■ DATA RECORDS:

---+---

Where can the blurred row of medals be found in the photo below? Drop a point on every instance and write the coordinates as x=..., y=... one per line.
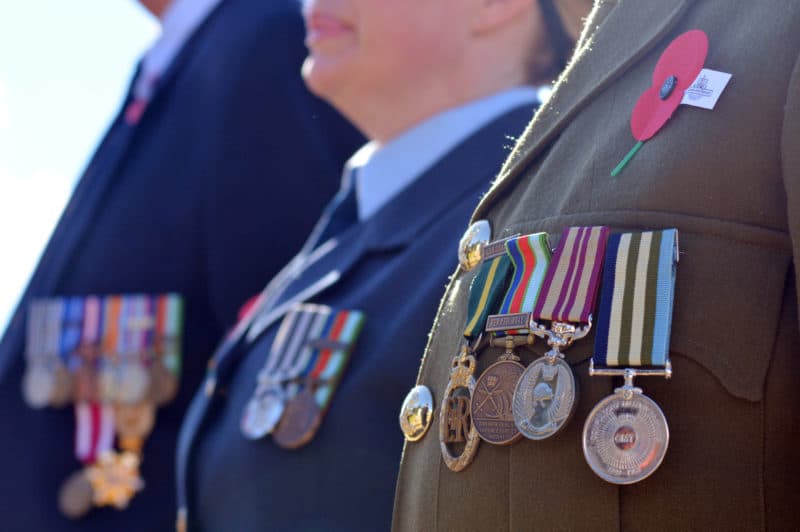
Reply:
x=622, y=285
x=115, y=359
x=300, y=374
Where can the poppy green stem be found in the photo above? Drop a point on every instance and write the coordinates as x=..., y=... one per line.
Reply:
x=615, y=172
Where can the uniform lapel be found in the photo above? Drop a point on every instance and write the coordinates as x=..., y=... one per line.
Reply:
x=628, y=33
x=467, y=168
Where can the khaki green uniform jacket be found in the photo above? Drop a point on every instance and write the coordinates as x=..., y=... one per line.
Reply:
x=729, y=180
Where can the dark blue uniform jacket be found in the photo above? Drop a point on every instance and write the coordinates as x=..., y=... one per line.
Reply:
x=211, y=192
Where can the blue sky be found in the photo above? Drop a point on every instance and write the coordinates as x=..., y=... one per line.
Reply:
x=64, y=67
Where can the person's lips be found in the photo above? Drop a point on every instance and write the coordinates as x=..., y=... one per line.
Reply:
x=321, y=26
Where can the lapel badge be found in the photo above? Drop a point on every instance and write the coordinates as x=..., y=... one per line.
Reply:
x=470, y=248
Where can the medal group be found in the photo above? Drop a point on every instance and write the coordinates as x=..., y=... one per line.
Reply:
x=301, y=372
x=521, y=291
x=116, y=359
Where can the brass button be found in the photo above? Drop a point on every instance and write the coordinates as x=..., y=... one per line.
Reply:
x=416, y=413
x=470, y=248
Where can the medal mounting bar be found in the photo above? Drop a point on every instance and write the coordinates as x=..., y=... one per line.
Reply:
x=509, y=343
x=560, y=335
x=629, y=374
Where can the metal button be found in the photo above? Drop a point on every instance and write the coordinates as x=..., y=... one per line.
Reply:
x=416, y=413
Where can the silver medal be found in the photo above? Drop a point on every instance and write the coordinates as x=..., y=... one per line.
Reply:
x=263, y=412
x=625, y=437
x=38, y=385
x=544, y=398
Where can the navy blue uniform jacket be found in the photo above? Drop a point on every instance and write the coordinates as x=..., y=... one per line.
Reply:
x=393, y=267
x=208, y=195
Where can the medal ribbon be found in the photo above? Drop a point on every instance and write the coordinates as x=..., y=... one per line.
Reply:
x=636, y=300
x=570, y=288
x=94, y=421
x=169, y=317
x=347, y=325
x=71, y=332
x=530, y=256
x=486, y=289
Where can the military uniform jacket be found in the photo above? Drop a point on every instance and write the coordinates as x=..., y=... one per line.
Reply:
x=729, y=180
x=200, y=197
x=392, y=267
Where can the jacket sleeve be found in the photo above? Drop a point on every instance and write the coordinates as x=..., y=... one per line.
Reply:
x=790, y=155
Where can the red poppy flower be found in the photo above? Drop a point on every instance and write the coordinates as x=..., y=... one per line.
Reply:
x=676, y=70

---+---

■ EXERCISE DESCRIPTION:
Set out the entries from the line that contains "Where can the uniform" through the line that contains "x=211, y=192" as a numbered list, leaving out any blank lines.

■ WORKED ANSWER:
1. Where can the uniform lapel be found in the photo above? Drop a point on every instance and write the coordinates as x=..., y=... one per line.
2. Reply:
3. x=628, y=33
4. x=467, y=168
5. Where can the khaki green uniform jacket be found in the photo above? Drop a point on every instance and write the coordinates as x=..., y=... one per line.
6. Reply:
7. x=729, y=180
8. Where can the dark blue uniform jacket be found in the photo above? Drop a point on every instance and write the coordinates as x=..., y=... one per line.
9. Reply:
10. x=211, y=192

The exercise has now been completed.